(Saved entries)
■ ■ ■ ■
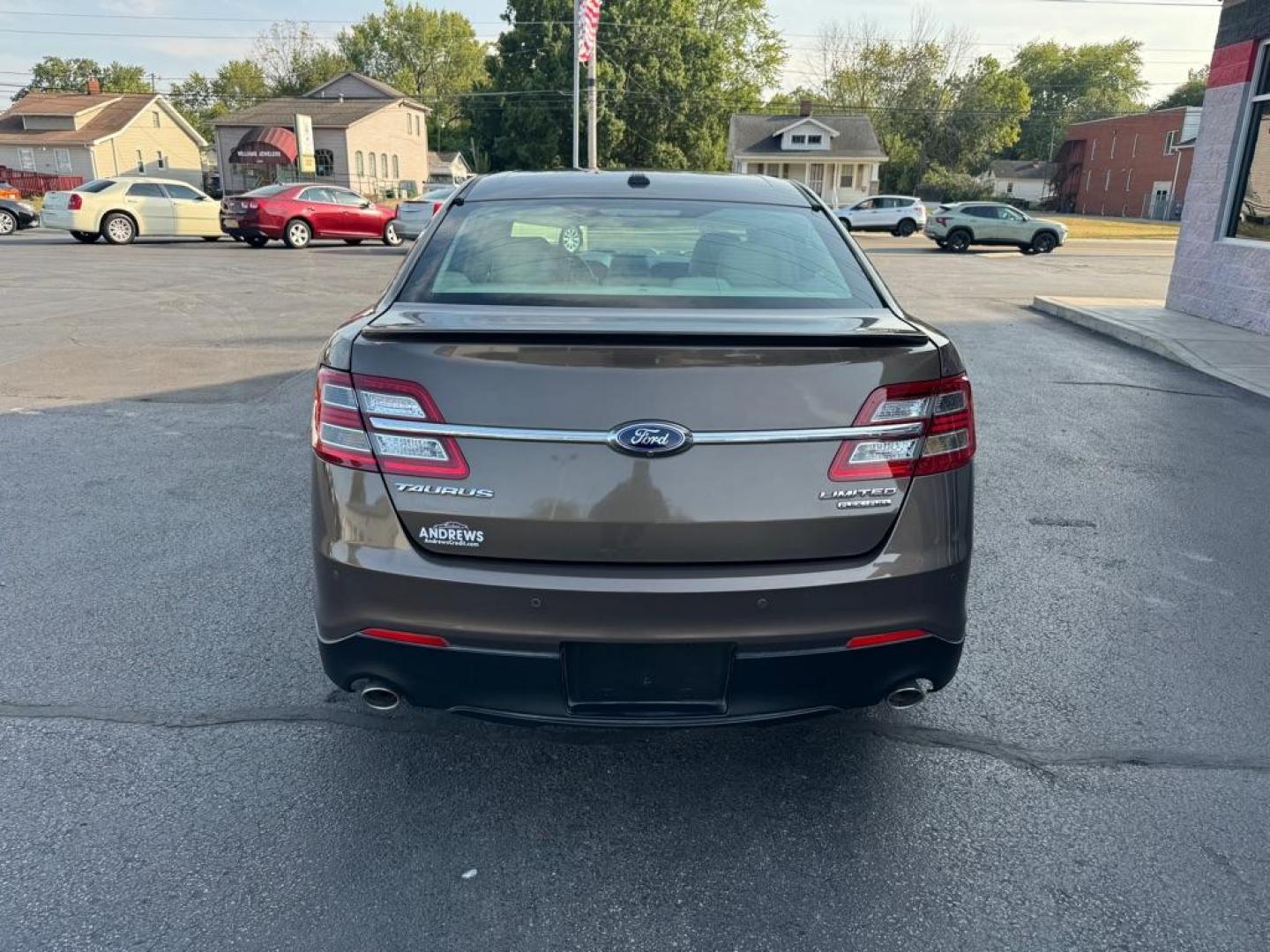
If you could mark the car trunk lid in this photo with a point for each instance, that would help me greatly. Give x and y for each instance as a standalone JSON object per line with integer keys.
{"x": 559, "y": 383}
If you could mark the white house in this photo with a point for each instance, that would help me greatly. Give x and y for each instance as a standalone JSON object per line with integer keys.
{"x": 837, "y": 155}
{"x": 1032, "y": 182}
{"x": 93, "y": 135}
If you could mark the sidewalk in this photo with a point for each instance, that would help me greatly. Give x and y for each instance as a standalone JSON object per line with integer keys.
{"x": 1231, "y": 354}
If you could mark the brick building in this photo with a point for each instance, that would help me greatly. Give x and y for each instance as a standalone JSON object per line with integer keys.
{"x": 1222, "y": 267}
{"x": 1129, "y": 167}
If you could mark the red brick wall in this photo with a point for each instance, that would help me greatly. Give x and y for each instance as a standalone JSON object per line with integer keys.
{"x": 1132, "y": 175}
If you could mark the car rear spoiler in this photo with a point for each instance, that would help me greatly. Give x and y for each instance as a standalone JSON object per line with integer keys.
{"x": 776, "y": 328}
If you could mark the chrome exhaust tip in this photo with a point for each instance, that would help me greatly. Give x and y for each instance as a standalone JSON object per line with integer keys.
{"x": 908, "y": 695}
{"x": 378, "y": 697}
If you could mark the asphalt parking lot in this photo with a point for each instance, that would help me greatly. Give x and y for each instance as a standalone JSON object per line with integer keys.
{"x": 176, "y": 772}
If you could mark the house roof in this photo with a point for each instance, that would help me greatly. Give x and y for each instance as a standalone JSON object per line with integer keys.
{"x": 1015, "y": 169}
{"x": 384, "y": 89}
{"x": 115, "y": 112}
{"x": 757, "y": 133}
{"x": 326, "y": 113}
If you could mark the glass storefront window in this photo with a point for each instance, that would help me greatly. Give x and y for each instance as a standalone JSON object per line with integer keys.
{"x": 1250, "y": 217}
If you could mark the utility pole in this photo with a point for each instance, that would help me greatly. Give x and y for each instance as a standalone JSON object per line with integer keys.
{"x": 592, "y": 109}
{"x": 577, "y": 52}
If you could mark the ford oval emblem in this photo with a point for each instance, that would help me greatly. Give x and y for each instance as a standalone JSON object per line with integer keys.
{"x": 651, "y": 438}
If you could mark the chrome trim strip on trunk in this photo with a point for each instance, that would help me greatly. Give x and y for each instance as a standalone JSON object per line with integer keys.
{"x": 891, "y": 430}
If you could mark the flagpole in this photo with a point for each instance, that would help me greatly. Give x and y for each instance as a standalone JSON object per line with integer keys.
{"x": 577, "y": 98}
{"x": 592, "y": 109}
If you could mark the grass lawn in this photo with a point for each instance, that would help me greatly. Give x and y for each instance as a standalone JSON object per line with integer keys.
{"x": 1082, "y": 227}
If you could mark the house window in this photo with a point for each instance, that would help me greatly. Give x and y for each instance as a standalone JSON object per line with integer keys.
{"x": 1250, "y": 215}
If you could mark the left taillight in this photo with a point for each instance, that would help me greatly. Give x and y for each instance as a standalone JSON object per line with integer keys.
{"x": 363, "y": 423}
{"x": 946, "y": 442}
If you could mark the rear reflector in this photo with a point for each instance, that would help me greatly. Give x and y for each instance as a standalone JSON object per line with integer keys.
{"x": 889, "y": 637}
{"x": 407, "y": 637}
{"x": 342, "y": 433}
{"x": 944, "y": 405}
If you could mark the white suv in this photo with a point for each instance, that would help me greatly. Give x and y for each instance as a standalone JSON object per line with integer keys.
{"x": 900, "y": 215}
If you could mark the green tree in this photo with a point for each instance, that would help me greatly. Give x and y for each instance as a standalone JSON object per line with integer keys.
{"x": 294, "y": 60}
{"x": 71, "y": 75}
{"x": 430, "y": 55}
{"x": 669, "y": 74}
{"x": 1074, "y": 83}
{"x": 930, "y": 103}
{"x": 1189, "y": 93}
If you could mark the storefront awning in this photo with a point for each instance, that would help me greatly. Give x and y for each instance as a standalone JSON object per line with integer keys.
{"x": 265, "y": 145}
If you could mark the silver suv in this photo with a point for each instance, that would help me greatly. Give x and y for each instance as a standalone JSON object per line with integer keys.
{"x": 963, "y": 224}
{"x": 900, "y": 215}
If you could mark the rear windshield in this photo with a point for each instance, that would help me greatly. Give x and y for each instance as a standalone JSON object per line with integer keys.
{"x": 267, "y": 190}
{"x": 638, "y": 253}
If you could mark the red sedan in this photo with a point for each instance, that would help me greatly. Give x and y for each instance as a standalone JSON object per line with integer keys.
{"x": 296, "y": 215}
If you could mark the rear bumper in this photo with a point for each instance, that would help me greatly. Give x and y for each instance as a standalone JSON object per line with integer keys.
{"x": 244, "y": 227}
{"x": 68, "y": 219}
{"x": 531, "y": 686}
{"x": 507, "y": 622}
{"x": 410, "y": 227}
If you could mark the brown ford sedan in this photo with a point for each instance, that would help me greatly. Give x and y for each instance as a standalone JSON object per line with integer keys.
{"x": 640, "y": 449}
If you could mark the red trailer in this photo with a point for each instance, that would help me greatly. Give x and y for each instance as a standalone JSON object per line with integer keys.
{"x": 34, "y": 183}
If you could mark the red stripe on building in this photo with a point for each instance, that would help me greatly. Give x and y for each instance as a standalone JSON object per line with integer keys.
{"x": 1233, "y": 63}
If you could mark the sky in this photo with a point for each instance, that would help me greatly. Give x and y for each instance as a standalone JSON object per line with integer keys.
{"x": 1177, "y": 33}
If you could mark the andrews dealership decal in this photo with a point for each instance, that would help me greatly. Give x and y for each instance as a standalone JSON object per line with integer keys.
{"x": 452, "y": 533}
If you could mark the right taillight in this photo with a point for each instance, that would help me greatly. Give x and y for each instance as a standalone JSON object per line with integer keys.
{"x": 344, "y": 432}
{"x": 946, "y": 410}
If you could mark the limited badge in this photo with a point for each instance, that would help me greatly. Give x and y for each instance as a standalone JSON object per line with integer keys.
{"x": 452, "y": 533}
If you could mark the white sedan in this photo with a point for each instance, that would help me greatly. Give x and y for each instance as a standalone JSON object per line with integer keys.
{"x": 122, "y": 208}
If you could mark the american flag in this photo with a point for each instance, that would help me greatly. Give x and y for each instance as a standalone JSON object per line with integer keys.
{"x": 588, "y": 17}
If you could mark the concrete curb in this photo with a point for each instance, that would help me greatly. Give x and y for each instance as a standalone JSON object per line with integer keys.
{"x": 1136, "y": 335}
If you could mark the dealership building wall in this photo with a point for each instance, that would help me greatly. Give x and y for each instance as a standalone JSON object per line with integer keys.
{"x": 1222, "y": 267}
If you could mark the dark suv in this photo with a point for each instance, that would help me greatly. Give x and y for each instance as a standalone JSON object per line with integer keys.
{"x": 640, "y": 449}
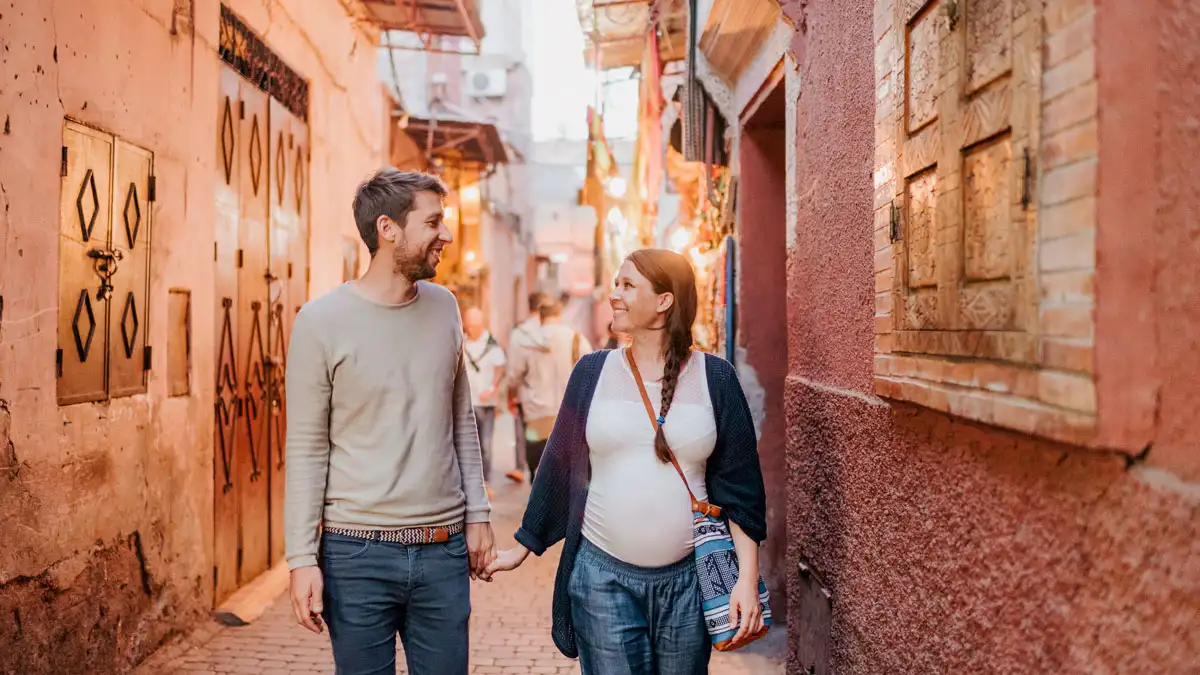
■ ■ ■ ■
Rewrite all of the lines above, substituting "in this image" for every occurrence of "in this photo" and keeping everything else unchanged. Leave the pictures out of your answer.

If you could mark the car trunk lid in this image with a point for each instance, that would help me greatly. Give x and y for each instance as a standalone JSON object per line with integer keys.
{"x": 559, "y": 383}
If you could mark the white house in this image with a point for each instance, that would help me greatly. Give x and y for each instance as a standalone JSON object per line with integer keys.
{"x": 837, "y": 155}
{"x": 1032, "y": 182}
{"x": 93, "y": 135}
If you could mark the sidewalk in this image with a point for each instance, that would help me greatly. Give x and y for each instance as a standalone JSON object per line with integer keys.
{"x": 1231, "y": 354}
If you could mark the brick building in this image with a point for each instance, that would help me greatly. Give x and y for each instance as a standalone JSON object per line with integer keys.
{"x": 1222, "y": 267}
{"x": 1129, "y": 167}
If you could mark the red brick wall in this image with a point for each instance, that would help me greatly. Give x and y for each instance as a standalone JSON object per line with integer keys.
{"x": 1132, "y": 175}
If you could mark the car rear spoiler in this image with a point for each instance, that would help me greatly. Give x and y for each instance as a standalone JSON object per line with integer keys.
{"x": 776, "y": 328}
If you could mark the chrome exhaust tip in this image with a point for each instance, that would help me greatly. Give x and y for each instance as a standalone JSON object per line with integer keys.
{"x": 908, "y": 695}
{"x": 378, "y": 697}
If you could mark the asphalt parking lot in this image with a point for each instance, that would help me greatly. Give x and y for each instance as a standalone JSON object per line with integer keys.
{"x": 176, "y": 772}
If you could mark the house roof in this image with a point for each instance, that would help me greatly. Give x and y for each instance as a standalone JSON object per line with integer keys.
{"x": 1015, "y": 169}
{"x": 384, "y": 89}
{"x": 115, "y": 112}
{"x": 757, "y": 133}
{"x": 326, "y": 113}
If you could mark the glass storefront window in this image with a point for each instance, that would help me greatly. Give x and y for each instance as a standalone JSON object per line with integer keys.
{"x": 1250, "y": 217}
If you could mark the utility pole in this image with a point for each instance, that would help me greatly. Give x and y for each instance as a standalone JSON object per line with integer keys.
{"x": 592, "y": 109}
{"x": 577, "y": 52}
If you could mark the ford oval emblem in this image with a point for each instance, that would help me greatly. Give x and y for each instance as a standalone JSON object per line with integer keys.
{"x": 651, "y": 438}
If you could mark the chrome trim strip on trunk in this image with a point for each instance, that would help me greatly. Give x and y for each instance as a standalone JSON object per line with integer keys.
{"x": 891, "y": 430}
If you could mark the flagpole in this image with a point for each instance, that would help me greatly. Give x and y for each instance as a standalone JSON object per line with integer keys.
{"x": 577, "y": 98}
{"x": 592, "y": 109}
If you could mark the grass lawn in this image with a point for each instance, that would help me greatly. Give x and y for each instance as a standalone JSON object per line with integer keys.
{"x": 1082, "y": 227}
If you could mark the house window in this image with a point for each instance, that would help me greatly. Give x and y for each instance as a standalone JSON object per line with integer keys.
{"x": 1250, "y": 215}
If you could mark the left taillight in this image with a point for each instance, that would help me greatly. Give x and y for each instance as a standalone JSON object per line with integer keys.
{"x": 363, "y": 423}
{"x": 946, "y": 442}
If you could mark the rear reflector in this image with a point for each instance, that would help me greatly. Give x and y for each instance as a standalone JSON object per line with integer keys.
{"x": 889, "y": 637}
{"x": 407, "y": 637}
{"x": 342, "y": 433}
{"x": 944, "y": 405}
If you could mark the white suv in this image with a point for each instance, that would help me greatly. Give x and y for each instance as a standalone JSON object per line with integer keys.
{"x": 900, "y": 215}
If you could mark the green tree in this image with a point for each instance, that would help me greatly. Give x and y for each instance as a standalone JSON object per line with integer keys.
{"x": 294, "y": 60}
{"x": 71, "y": 75}
{"x": 430, "y": 55}
{"x": 669, "y": 74}
{"x": 1074, "y": 83}
{"x": 930, "y": 103}
{"x": 1189, "y": 93}
If you could mark the storefront awning in this image with a point for each instance, that would help me greatly. Give x and y for each instance as a standalone JSON object per line with integer keys.
{"x": 265, "y": 145}
If you could mark the silver suv in this image with a point for each instance, that would help me greatly. Give x and y for each instance as a standalone JSON object per line with integer keys.
{"x": 963, "y": 224}
{"x": 900, "y": 215}
If you could mark the rear windshield in this image with a point for each instance, that would help me greatly. Give x and y for each instance as a standalone JSON object per line with integer keys.
{"x": 267, "y": 190}
{"x": 638, "y": 253}
If you could mark the red sedan in this image with a point for each instance, that would help me greatly. Give x and y for each instance as a standalone JSON object per line with integer keys.
{"x": 296, "y": 215}
If you could mark the rear bumper in this image with a point for each instance, that would help me greatly. Give x and y for each instance as a standalone JSON object per line with integer keys.
{"x": 244, "y": 227}
{"x": 68, "y": 219}
{"x": 531, "y": 686}
{"x": 507, "y": 622}
{"x": 410, "y": 227}
If you could mark the brown ford sedan in this image with a point for each instance, that would help me greatly. Give x and y for each instance as a standalone JSON object per line with integer keys.
{"x": 640, "y": 449}
If you could mark the red trailer in this image with a point for each instance, that would help me greatly. Give x and y for each instance as a standalone JSON object per line with integer keys.
{"x": 34, "y": 183}
If you could mark the red stripe on building in this image with a point for each instance, that would help me greatly. Give x and y for each instance as a standalone JSON object per line with integer keys.
{"x": 1233, "y": 63}
If you could mark the sky in this image with a point for each instance, that would help me greatly. Give x and y for each instance as a standalone JSON object per line with integer keys.
{"x": 1177, "y": 33}
If you could mark the andrews dealership decal in this image with a point for each instance, that would help me greatly. Give x and y for each instance as a standalone JSON object per line with integer keys.
{"x": 452, "y": 533}
If you could mark the right taillight in this image with a point for each instance, that would help me greatly. Give x and y for each instance as a standalone JSON object per line with integer keys.
{"x": 344, "y": 432}
{"x": 946, "y": 410}
If you could mark the limited badge in this image with a point for each instance, that would help me greatly. Give x and y for each instance as a standalone JSON object per line with integer keys.
{"x": 452, "y": 533}
If you could mark the white sedan in this image with a point for each instance, that would help me greatly. Give x and y for each instance as a standalone JSON object per line with integer keys.
{"x": 122, "y": 208}
If you could mark the american flag in this image with a point for each instance, that would help me greatly. Give x and y for each instance as a standalone JSON object per line with integer keys.
{"x": 588, "y": 17}
If you could mark the concrete curb in this image with a point for each instance, that would help me greatly. Give x and y for each instance as a standalone JSON object per line with integer keys.
{"x": 1136, "y": 335}
If you could mark the dealership building wall in this image with a point for each instance, that would help me greatly. Give x and y for each instance as a standalone JSON object per line with integer keys.
{"x": 1222, "y": 267}
If you could mark the dark suv in this image with a point for each instance, that would help me greatly. Give x and y for each instance as a standalone JSON object per line with integer keys.
{"x": 640, "y": 449}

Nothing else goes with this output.